Dataset extracts labeled with boxes
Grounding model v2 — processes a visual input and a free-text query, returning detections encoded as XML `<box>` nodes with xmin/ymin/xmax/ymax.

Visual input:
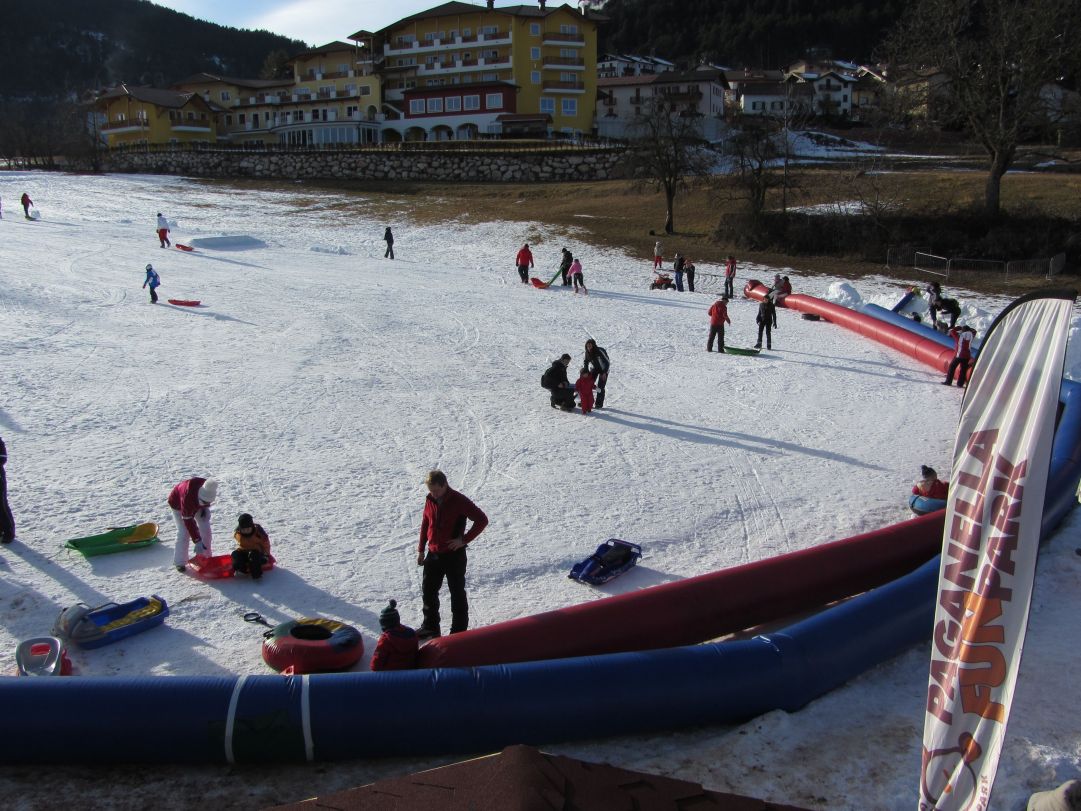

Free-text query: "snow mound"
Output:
<box><xmin>190</xmin><ymin>236</ymin><xmax>267</xmax><ymax>251</ymax></box>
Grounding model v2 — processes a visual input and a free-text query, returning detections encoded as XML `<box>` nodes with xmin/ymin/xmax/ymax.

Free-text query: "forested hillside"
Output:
<box><xmin>601</xmin><ymin>0</ymin><xmax>903</xmax><ymax>68</ymax></box>
<box><xmin>0</xmin><ymin>0</ymin><xmax>306</xmax><ymax>101</ymax></box>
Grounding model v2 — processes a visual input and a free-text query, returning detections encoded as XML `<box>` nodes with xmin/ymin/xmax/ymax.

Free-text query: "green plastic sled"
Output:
<box><xmin>64</xmin><ymin>522</ymin><xmax>158</xmax><ymax>558</ymax></box>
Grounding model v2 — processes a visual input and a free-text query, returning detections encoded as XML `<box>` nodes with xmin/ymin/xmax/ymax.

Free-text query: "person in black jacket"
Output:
<box><xmin>0</xmin><ymin>437</ymin><xmax>15</xmax><ymax>544</ymax></box>
<box><xmin>585</xmin><ymin>338</ymin><xmax>612</xmax><ymax>409</ymax></box>
<box><xmin>755</xmin><ymin>296</ymin><xmax>776</xmax><ymax>349</ymax></box>
<box><xmin>559</xmin><ymin>248</ymin><xmax>574</xmax><ymax>288</ymax></box>
<box><xmin>541</xmin><ymin>353</ymin><xmax>574</xmax><ymax>411</ymax></box>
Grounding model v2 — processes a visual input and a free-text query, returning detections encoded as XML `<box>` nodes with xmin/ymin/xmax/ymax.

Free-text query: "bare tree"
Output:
<box><xmin>628</xmin><ymin>96</ymin><xmax>716</xmax><ymax>234</ymax></box>
<box><xmin>886</xmin><ymin>0</ymin><xmax>1081</xmax><ymax>216</ymax></box>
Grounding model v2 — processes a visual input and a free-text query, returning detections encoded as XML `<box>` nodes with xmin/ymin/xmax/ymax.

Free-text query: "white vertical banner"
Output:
<box><xmin>919</xmin><ymin>290</ymin><xmax>1075</xmax><ymax>811</ymax></box>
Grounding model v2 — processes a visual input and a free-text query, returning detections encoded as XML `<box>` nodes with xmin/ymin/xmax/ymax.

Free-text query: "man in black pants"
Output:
<box><xmin>586</xmin><ymin>338</ymin><xmax>612</xmax><ymax>409</ymax></box>
<box><xmin>541</xmin><ymin>353</ymin><xmax>574</xmax><ymax>411</ymax></box>
<box><xmin>416</xmin><ymin>470</ymin><xmax>488</xmax><ymax>639</ymax></box>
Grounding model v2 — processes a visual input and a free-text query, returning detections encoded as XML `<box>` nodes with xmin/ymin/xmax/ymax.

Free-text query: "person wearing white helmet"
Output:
<box><xmin>169</xmin><ymin>476</ymin><xmax>217</xmax><ymax>572</ymax></box>
<box><xmin>143</xmin><ymin>265</ymin><xmax>161</xmax><ymax>304</ymax></box>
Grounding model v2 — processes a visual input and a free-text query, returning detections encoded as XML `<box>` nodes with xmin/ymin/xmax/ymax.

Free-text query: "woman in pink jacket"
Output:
<box><xmin>169</xmin><ymin>477</ymin><xmax>217</xmax><ymax>572</ymax></box>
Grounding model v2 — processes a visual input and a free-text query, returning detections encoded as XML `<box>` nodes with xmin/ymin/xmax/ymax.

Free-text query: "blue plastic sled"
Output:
<box><xmin>53</xmin><ymin>595</ymin><xmax>169</xmax><ymax>648</ymax></box>
<box><xmin>908</xmin><ymin>495</ymin><xmax>946</xmax><ymax>516</ymax></box>
<box><xmin>566</xmin><ymin>537</ymin><xmax>642</xmax><ymax>586</ymax></box>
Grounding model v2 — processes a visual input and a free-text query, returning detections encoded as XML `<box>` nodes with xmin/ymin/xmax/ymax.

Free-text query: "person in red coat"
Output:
<box><xmin>943</xmin><ymin>327</ymin><xmax>976</xmax><ymax>386</ymax></box>
<box><xmin>169</xmin><ymin>476</ymin><xmax>217</xmax><ymax>572</ymax></box>
<box><xmin>372</xmin><ymin>600</ymin><xmax>419</xmax><ymax>670</ymax></box>
<box><xmin>912</xmin><ymin>465</ymin><xmax>949</xmax><ymax>501</ymax></box>
<box><xmin>706</xmin><ymin>295</ymin><xmax>732</xmax><ymax>353</ymax></box>
<box><xmin>515</xmin><ymin>242</ymin><xmax>533</xmax><ymax>284</ymax></box>
<box><xmin>574</xmin><ymin>367</ymin><xmax>593</xmax><ymax>414</ymax></box>
<box><xmin>416</xmin><ymin>470</ymin><xmax>488</xmax><ymax>639</ymax></box>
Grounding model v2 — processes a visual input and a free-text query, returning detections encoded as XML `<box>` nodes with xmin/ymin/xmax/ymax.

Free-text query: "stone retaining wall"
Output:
<box><xmin>102</xmin><ymin>148</ymin><xmax>623</xmax><ymax>183</ymax></box>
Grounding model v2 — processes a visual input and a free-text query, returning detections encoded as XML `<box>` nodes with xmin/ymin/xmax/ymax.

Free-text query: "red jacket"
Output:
<box><xmin>709</xmin><ymin>300</ymin><xmax>732</xmax><ymax>327</ymax></box>
<box><xmin>372</xmin><ymin>625</ymin><xmax>417</xmax><ymax>670</ymax></box>
<box><xmin>949</xmin><ymin>327</ymin><xmax>975</xmax><ymax>359</ymax></box>
<box><xmin>169</xmin><ymin>476</ymin><xmax>206</xmax><ymax>541</ymax></box>
<box><xmin>912</xmin><ymin>479</ymin><xmax>949</xmax><ymax>501</ymax></box>
<box><xmin>574</xmin><ymin>374</ymin><xmax>593</xmax><ymax>411</ymax></box>
<box><xmin>419</xmin><ymin>488</ymin><xmax>488</xmax><ymax>554</ymax></box>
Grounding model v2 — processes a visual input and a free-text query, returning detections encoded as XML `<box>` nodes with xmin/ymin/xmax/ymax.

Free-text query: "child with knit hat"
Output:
<box><xmin>912</xmin><ymin>465</ymin><xmax>949</xmax><ymax>501</ymax></box>
<box><xmin>232</xmin><ymin>513</ymin><xmax>270</xmax><ymax>580</ymax></box>
<box><xmin>372</xmin><ymin>600</ymin><xmax>418</xmax><ymax>670</ymax></box>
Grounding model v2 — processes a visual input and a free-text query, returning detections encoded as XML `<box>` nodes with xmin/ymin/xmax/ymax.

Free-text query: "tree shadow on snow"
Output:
<box><xmin>593</xmin><ymin>408</ymin><xmax>888</xmax><ymax>470</ymax></box>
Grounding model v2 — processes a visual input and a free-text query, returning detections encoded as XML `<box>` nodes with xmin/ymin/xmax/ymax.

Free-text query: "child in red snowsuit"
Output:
<box><xmin>574</xmin><ymin>367</ymin><xmax>593</xmax><ymax>414</ymax></box>
<box><xmin>372</xmin><ymin>600</ymin><xmax>418</xmax><ymax>670</ymax></box>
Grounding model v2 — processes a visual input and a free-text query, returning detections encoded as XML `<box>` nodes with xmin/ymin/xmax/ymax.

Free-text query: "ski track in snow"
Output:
<box><xmin>0</xmin><ymin>172</ymin><xmax>1081</xmax><ymax>810</ymax></box>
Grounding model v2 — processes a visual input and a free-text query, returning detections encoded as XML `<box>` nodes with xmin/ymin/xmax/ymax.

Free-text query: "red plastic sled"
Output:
<box><xmin>188</xmin><ymin>555</ymin><xmax>276</xmax><ymax>580</ymax></box>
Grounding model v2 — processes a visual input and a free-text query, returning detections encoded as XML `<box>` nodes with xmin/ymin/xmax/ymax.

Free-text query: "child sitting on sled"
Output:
<box><xmin>232</xmin><ymin>513</ymin><xmax>270</xmax><ymax>580</ymax></box>
<box><xmin>372</xmin><ymin>600</ymin><xmax>418</xmax><ymax>670</ymax></box>
<box><xmin>574</xmin><ymin>367</ymin><xmax>593</xmax><ymax>414</ymax></box>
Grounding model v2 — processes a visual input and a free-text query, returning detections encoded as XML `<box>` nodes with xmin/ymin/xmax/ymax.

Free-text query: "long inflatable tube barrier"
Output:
<box><xmin>0</xmin><ymin>559</ymin><xmax>938</xmax><ymax>763</ymax></box>
<box><xmin>0</xmin><ymin>285</ymin><xmax>1081</xmax><ymax>763</ymax></box>
<box><xmin>417</xmin><ymin>511</ymin><xmax>945</xmax><ymax>667</ymax></box>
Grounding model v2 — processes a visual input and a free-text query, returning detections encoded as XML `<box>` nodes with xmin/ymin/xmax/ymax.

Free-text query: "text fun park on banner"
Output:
<box><xmin>919</xmin><ymin>291</ymin><xmax>1075</xmax><ymax>811</ymax></box>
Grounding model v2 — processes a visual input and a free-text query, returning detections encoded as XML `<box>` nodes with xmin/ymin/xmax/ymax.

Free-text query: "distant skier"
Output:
<box><xmin>0</xmin><ymin>437</ymin><xmax>15</xmax><ymax>544</ymax></box>
<box><xmin>143</xmin><ymin>265</ymin><xmax>161</xmax><ymax>304</ymax></box>
<box><xmin>724</xmin><ymin>253</ymin><xmax>736</xmax><ymax>300</ymax></box>
<box><xmin>515</xmin><ymin>242</ymin><xmax>534</xmax><ymax>284</ymax></box>
<box><xmin>158</xmin><ymin>211</ymin><xmax>173</xmax><ymax>248</ymax></box>
<box><xmin>559</xmin><ymin>248</ymin><xmax>574</xmax><ymax>288</ymax></box>
<box><xmin>706</xmin><ymin>295</ymin><xmax>732</xmax><ymax>353</ymax></box>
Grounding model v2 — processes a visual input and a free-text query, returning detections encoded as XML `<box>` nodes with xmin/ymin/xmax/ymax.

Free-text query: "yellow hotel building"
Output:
<box><xmin>374</xmin><ymin>0</ymin><xmax>604</xmax><ymax>141</ymax></box>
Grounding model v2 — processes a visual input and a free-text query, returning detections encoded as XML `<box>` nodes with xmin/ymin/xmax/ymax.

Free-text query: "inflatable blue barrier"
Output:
<box><xmin>0</xmin><ymin>558</ymin><xmax>938</xmax><ymax>763</ymax></box>
<box><xmin>0</xmin><ymin>282</ymin><xmax>1081</xmax><ymax>763</ymax></box>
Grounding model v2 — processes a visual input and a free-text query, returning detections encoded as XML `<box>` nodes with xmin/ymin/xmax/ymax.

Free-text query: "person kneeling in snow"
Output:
<box><xmin>169</xmin><ymin>476</ymin><xmax>217</xmax><ymax>572</ymax></box>
<box><xmin>912</xmin><ymin>465</ymin><xmax>949</xmax><ymax>501</ymax></box>
<box><xmin>372</xmin><ymin>600</ymin><xmax>418</xmax><ymax>670</ymax></box>
<box><xmin>541</xmin><ymin>353</ymin><xmax>574</xmax><ymax>411</ymax></box>
<box><xmin>232</xmin><ymin>513</ymin><xmax>270</xmax><ymax>580</ymax></box>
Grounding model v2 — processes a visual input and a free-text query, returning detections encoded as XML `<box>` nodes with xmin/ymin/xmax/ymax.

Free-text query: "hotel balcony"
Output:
<box><xmin>541</xmin><ymin>31</ymin><xmax>586</xmax><ymax>48</ymax></box>
<box><xmin>383</xmin><ymin>31</ymin><xmax>511</xmax><ymax>57</ymax></box>
<box><xmin>541</xmin><ymin>82</ymin><xmax>586</xmax><ymax>93</ymax></box>
<box><xmin>541</xmin><ymin>56</ymin><xmax>586</xmax><ymax>70</ymax></box>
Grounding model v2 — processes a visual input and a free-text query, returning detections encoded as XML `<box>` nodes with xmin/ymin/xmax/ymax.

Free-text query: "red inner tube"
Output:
<box><xmin>263</xmin><ymin>616</ymin><xmax>364</xmax><ymax>674</ymax></box>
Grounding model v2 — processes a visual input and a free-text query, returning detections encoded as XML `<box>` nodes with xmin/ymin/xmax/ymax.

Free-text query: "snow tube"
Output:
<box><xmin>908</xmin><ymin>495</ymin><xmax>946</xmax><ymax>516</ymax></box>
<box><xmin>263</xmin><ymin>616</ymin><xmax>364</xmax><ymax>675</ymax></box>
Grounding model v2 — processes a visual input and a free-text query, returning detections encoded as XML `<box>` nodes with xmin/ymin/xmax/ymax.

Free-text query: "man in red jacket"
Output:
<box><xmin>706</xmin><ymin>295</ymin><xmax>732</xmax><ymax>353</ymax></box>
<box><xmin>515</xmin><ymin>242</ymin><xmax>533</xmax><ymax>284</ymax></box>
<box><xmin>416</xmin><ymin>470</ymin><xmax>488</xmax><ymax>639</ymax></box>
<box><xmin>943</xmin><ymin>327</ymin><xmax>976</xmax><ymax>386</ymax></box>
<box><xmin>169</xmin><ymin>476</ymin><xmax>217</xmax><ymax>572</ymax></box>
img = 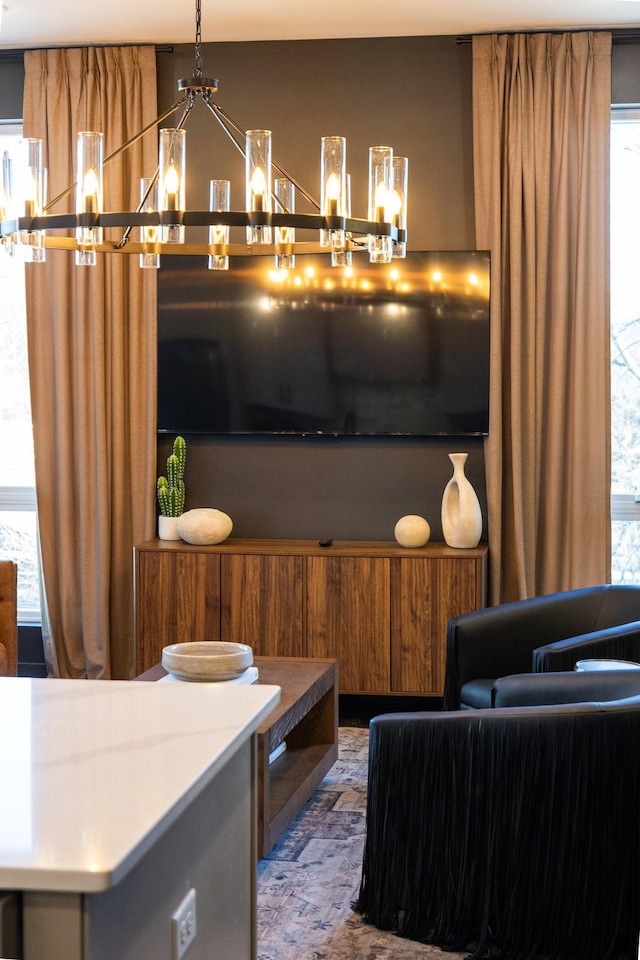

The task: Gather every line from the items above that contains the string "banner". Case counts, so a match must have the same capitalization.

Response to the exercise:
Free-text query: "white vertical banner"
Free-text query: "text fun park on banner"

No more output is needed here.